• **Task instructions**: Transcribe each of the records below exactly, excluding all pictures.
***** Working data
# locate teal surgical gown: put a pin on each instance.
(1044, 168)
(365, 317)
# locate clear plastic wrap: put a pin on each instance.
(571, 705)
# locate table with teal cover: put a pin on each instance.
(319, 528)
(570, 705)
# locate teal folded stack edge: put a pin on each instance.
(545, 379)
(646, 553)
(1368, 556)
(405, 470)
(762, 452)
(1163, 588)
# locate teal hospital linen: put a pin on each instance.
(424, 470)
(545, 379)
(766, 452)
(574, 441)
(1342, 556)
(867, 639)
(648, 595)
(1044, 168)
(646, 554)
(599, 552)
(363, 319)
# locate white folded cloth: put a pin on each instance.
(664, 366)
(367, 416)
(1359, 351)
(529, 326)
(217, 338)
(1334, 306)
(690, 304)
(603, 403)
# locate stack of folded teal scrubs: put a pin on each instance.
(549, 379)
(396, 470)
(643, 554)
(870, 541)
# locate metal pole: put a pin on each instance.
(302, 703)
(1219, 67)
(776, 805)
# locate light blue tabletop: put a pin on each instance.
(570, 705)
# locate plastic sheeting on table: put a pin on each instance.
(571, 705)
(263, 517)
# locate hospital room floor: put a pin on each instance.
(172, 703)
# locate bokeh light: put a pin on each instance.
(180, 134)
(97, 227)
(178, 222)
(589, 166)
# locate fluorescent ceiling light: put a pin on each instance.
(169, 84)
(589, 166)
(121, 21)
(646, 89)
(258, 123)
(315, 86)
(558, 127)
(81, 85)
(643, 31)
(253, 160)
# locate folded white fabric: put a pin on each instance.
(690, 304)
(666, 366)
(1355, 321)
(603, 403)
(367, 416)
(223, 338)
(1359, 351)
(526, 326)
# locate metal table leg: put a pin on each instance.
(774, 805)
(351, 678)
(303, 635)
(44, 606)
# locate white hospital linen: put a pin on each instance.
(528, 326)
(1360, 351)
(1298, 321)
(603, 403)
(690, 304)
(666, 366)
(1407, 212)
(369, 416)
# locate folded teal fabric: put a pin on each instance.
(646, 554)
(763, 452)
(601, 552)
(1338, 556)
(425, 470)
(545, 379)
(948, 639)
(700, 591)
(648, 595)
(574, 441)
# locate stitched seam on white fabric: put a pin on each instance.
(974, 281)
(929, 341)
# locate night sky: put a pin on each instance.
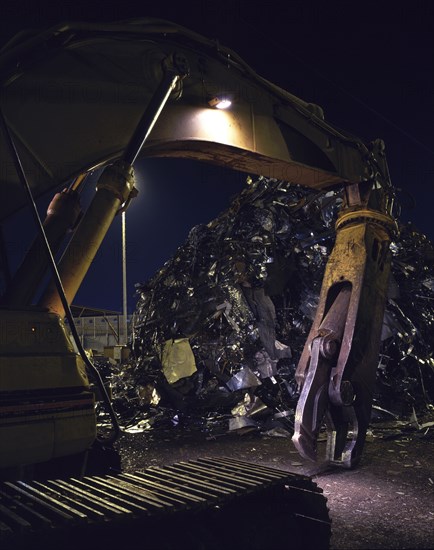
(369, 65)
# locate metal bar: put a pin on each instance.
(190, 481)
(64, 496)
(150, 116)
(171, 481)
(183, 494)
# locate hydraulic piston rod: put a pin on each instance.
(115, 188)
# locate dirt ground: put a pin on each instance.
(387, 502)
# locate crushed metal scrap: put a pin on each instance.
(218, 331)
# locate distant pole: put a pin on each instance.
(124, 281)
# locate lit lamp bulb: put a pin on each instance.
(220, 102)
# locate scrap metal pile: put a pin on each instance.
(218, 331)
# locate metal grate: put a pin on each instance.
(153, 499)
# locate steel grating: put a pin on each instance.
(194, 504)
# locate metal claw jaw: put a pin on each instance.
(315, 408)
(336, 371)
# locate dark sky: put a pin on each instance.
(368, 64)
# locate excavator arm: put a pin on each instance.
(73, 99)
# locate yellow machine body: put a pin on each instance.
(46, 409)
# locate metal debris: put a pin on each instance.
(240, 294)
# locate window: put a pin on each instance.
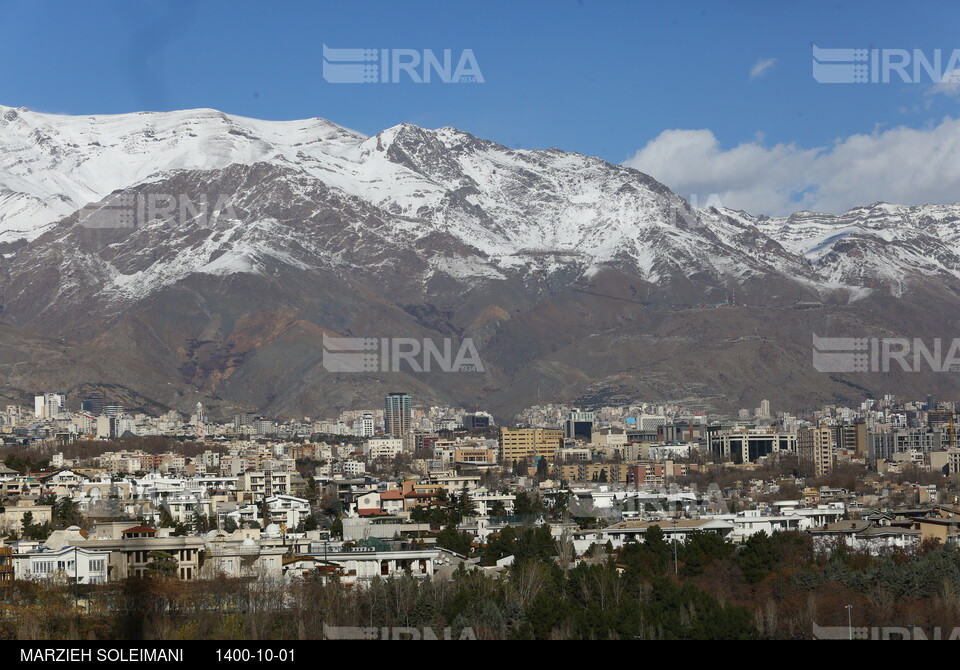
(42, 567)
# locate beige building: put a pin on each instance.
(517, 444)
(815, 448)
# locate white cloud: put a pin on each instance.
(898, 165)
(761, 66)
(949, 84)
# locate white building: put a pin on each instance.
(69, 564)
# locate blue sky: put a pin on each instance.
(601, 78)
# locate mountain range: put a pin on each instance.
(243, 243)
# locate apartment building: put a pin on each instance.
(519, 444)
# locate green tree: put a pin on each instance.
(757, 558)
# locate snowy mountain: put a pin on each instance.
(590, 279)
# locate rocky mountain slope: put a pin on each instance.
(576, 279)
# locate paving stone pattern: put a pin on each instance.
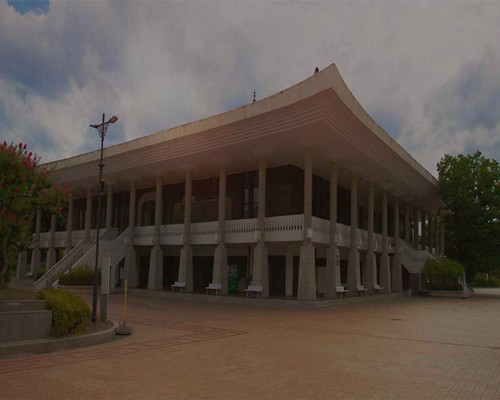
(404, 348)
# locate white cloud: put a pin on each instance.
(159, 64)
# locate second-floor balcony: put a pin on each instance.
(289, 228)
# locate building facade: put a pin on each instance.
(298, 194)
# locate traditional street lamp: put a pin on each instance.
(102, 128)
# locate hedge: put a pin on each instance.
(483, 280)
(443, 274)
(70, 314)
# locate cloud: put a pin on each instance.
(464, 111)
(159, 64)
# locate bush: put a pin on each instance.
(81, 276)
(443, 274)
(70, 314)
(40, 273)
(483, 280)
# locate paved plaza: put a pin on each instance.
(401, 348)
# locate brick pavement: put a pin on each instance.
(405, 348)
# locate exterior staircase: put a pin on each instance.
(111, 246)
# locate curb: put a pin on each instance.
(51, 344)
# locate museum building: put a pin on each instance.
(299, 195)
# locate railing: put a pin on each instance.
(288, 228)
(204, 232)
(413, 260)
(285, 228)
(115, 250)
(60, 239)
(241, 230)
(172, 234)
(52, 275)
(89, 258)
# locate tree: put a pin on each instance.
(24, 187)
(470, 188)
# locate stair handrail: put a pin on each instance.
(62, 265)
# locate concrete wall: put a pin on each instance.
(21, 324)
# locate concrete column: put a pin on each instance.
(289, 271)
(307, 266)
(130, 257)
(438, 241)
(51, 253)
(332, 255)
(371, 261)
(353, 273)
(35, 255)
(109, 207)
(155, 278)
(424, 234)
(186, 261)
(441, 239)
(220, 271)
(431, 233)
(407, 222)
(22, 264)
(260, 274)
(69, 224)
(88, 215)
(415, 229)
(397, 277)
(385, 265)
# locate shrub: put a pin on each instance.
(40, 273)
(483, 280)
(81, 276)
(443, 274)
(70, 314)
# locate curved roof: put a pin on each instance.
(319, 113)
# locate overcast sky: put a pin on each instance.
(427, 72)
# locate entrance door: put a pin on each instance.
(170, 270)
(202, 272)
(277, 275)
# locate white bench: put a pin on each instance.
(257, 289)
(361, 290)
(378, 288)
(178, 285)
(215, 287)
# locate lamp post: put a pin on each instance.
(102, 128)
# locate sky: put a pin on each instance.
(427, 71)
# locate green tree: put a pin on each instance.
(24, 187)
(470, 188)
**********
• **Written reply**:
# locate teal surgical gown: put a pin on each instance.
(1044, 168)
(365, 317)
# locate clear plastic wrap: put a pin on each instance.
(571, 705)
# locate table with teal cover: put a pin on each instance.
(319, 528)
(570, 705)
# locate teal folded stack edge: put a pin on each instance.
(545, 379)
(646, 553)
(1368, 556)
(405, 470)
(762, 452)
(1163, 588)
# locate teal hospital linen: put a pin on each instance.
(424, 470)
(545, 379)
(766, 452)
(574, 441)
(1342, 556)
(867, 639)
(648, 595)
(1044, 168)
(646, 554)
(599, 552)
(363, 319)
# locate white folded cloth: put a pin on each instance.
(664, 366)
(367, 416)
(1359, 351)
(529, 326)
(217, 338)
(1334, 306)
(690, 304)
(603, 403)
# locate stack of folded teal scrubs: put a pin on each instance.
(549, 379)
(396, 470)
(643, 554)
(870, 541)
# locate metal pole: put a pin on each instance.
(302, 703)
(1219, 67)
(776, 805)
# locate light blue tabletop: put a pin on each instance.
(570, 705)
# locate plastic sheeting on table: put a pin on each instance.
(571, 705)
(263, 517)
# locate hospital room floor: put a pin on each instance.
(172, 703)
# locate bokeh light: put a pin on each instance.
(180, 134)
(97, 227)
(178, 222)
(589, 166)
# locate fluorescent ceiling light: put a pin on each instance.
(169, 84)
(589, 166)
(121, 21)
(646, 89)
(258, 123)
(315, 86)
(558, 127)
(81, 85)
(643, 31)
(253, 160)
# locate folded white fabric: put a pin on each instance.
(690, 304)
(666, 366)
(1355, 321)
(603, 403)
(367, 416)
(223, 338)
(1359, 351)
(526, 326)
# locate metal table leg: put a pin on each instance.
(774, 805)
(351, 678)
(303, 635)
(44, 606)
# locate white hospital linen: put a pin on each instance.
(528, 326)
(1360, 351)
(1298, 321)
(603, 403)
(690, 304)
(666, 366)
(1407, 212)
(369, 416)
# locate folded teal fabric: put a pin on each instance.
(646, 554)
(763, 452)
(601, 552)
(1338, 556)
(425, 470)
(545, 379)
(948, 639)
(700, 591)
(648, 595)
(574, 441)
# locate stitched seam on white fabric: put a pin on each instance.
(974, 281)
(929, 341)
# locate night sky: put a pin on each instance.
(369, 65)
# locate metal bar: put a pin on each instance.
(190, 481)
(64, 496)
(150, 116)
(171, 481)
(183, 494)
# locate hydraulic piston rod: put a pin on each instance.
(115, 188)
# locate dirt ground: put a pin on each instance.
(387, 502)
# locate crushed metal scrap: put a pin on each instance.
(218, 331)
# locate distant pole: put a pin on each instance.
(124, 281)
# locate lit lamp bulb: put a pin on each instance.
(220, 102)
# locate scrap metal pile: put a pin on each instance.
(218, 331)
# locate metal grate: put a pin on each instance.
(153, 499)
# locate steel grating: put a pin on each instance.
(194, 504)
# locate metal claw jaw: put a pin on each instance.
(315, 408)
(336, 371)
# locate dark sky: put a pin on each instance.
(368, 64)
# locate excavator arm: put a pin on each instance.
(73, 99)
# locate yellow machine body: put a pin on each instance.
(46, 409)
# locate metal debris: put a pin on each instance.
(240, 294)
# locate window: put a pin on each instance.
(42, 567)
# locate beige building: put a pin on each instance.
(517, 444)
(815, 448)
# locate white cloud: put a pin on each instance.
(898, 165)
(761, 66)
(949, 84)
# locate white building: put a pin on each instance.
(69, 564)
# locate blue sky: put a pin on each instance.
(601, 78)
# locate mountain range: put a pin on each instance.
(243, 243)
# locate apartment building: put a pin on each instance.
(519, 444)
# locate green tree: put a pin on each instance.
(757, 558)
# locate snowy mountain: put a pin on each instance.
(590, 279)
# locate rocky mountain slope: put a pin on each instance.
(576, 279)
# locate paving stone pattern: put a pin on each instance.
(404, 348)
# locate white cloud: put a pin on each instance.
(159, 64)
# locate second-floor balcony: put a pin on each instance.
(289, 228)
# locate building facade: put a pin on each instance.
(298, 194)
# locate traditional street lamp: put a pin on each instance.
(102, 128)
# locate hedge: put a pin on each instance.
(483, 280)
(443, 274)
(70, 314)
# locate cloud: put a pin on each instance.
(464, 111)
(159, 64)
# locate bush: put a pin on each instance.
(81, 276)
(443, 274)
(70, 314)
(40, 273)
(483, 280)
# locate paved plaza: put a pin on each instance.
(401, 348)
# locate brick pavement: put a pin on each instance.
(405, 348)
# locate exterior staircase: put a pin on each instance.
(111, 246)
# locate curb: put a pin on each instance.
(51, 344)
# locate museum building: put a pin on each instance.
(299, 195)
# locate railing: put a pin on each instance.
(288, 228)
(204, 232)
(413, 260)
(285, 228)
(115, 250)
(60, 239)
(241, 230)
(172, 234)
(52, 275)
(89, 258)
# locate tree: put a pin on each instance.
(24, 187)
(470, 188)
# locate stair handrail: put a pin on each instance.
(62, 265)
# locate concrete wall: put a pin on each instance.
(21, 324)
# locate concrete column: put a pin on each instance.
(289, 271)
(307, 266)
(130, 257)
(438, 241)
(51, 253)
(332, 255)
(371, 261)
(353, 273)
(35, 255)
(109, 207)
(155, 278)
(424, 234)
(186, 261)
(441, 239)
(220, 271)
(431, 233)
(407, 222)
(22, 264)
(260, 274)
(69, 224)
(88, 215)
(415, 229)
(397, 277)
(385, 265)
# locate shrub: put a pin on each instance.
(40, 273)
(483, 280)
(81, 276)
(443, 274)
(70, 314)
# locate curved roof: put a pin on each instance.
(319, 113)
# locate overcast sky: put a pin on each instance.
(427, 72)
# locate entrance door: put a pin on each instance.
(170, 270)
(202, 272)
(277, 275)
# locate white bench: put a pin on each instance.
(257, 289)
(361, 290)
(378, 288)
(178, 285)
(215, 287)
# locate lamp post: put a pin on each instance.
(102, 128)
# locate sky: put a pin on each instance.
(427, 71)
# locate green tree: put a pin on each instance.
(24, 187)
(470, 188)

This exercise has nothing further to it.